§ Exercise task
Convert these lines into a JSON list of strings, with one string per line and any blank lines omitted.

[start Information shown]

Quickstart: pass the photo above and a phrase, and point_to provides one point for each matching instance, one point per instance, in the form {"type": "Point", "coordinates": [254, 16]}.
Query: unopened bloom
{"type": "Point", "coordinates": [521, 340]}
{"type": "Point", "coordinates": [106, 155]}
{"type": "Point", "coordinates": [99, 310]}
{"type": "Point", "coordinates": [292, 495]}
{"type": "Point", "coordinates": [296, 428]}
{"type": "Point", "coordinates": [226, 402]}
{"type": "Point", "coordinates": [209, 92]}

[end Information shown]

§ Exercise solution
[
  "Quickstart: pass the photo above and a phrase, and point_to provides one point for each matching instance, one point per instance, in the form {\"type\": \"Point\", \"coordinates\": [254, 16]}.",
  "Query: unopened bloom",
  "{\"type\": \"Point\", \"coordinates\": [521, 340]}",
  "{\"type\": \"Point\", \"coordinates\": [106, 155]}",
  "{\"type\": \"Point\", \"coordinates\": [99, 310]}",
  "{\"type\": \"Point\", \"coordinates\": [292, 495]}",
  "{\"type\": \"Point\", \"coordinates\": [296, 428]}",
  "{\"type\": \"Point\", \"coordinates\": [226, 402]}",
  "{\"type\": \"Point\", \"coordinates\": [209, 92]}"
]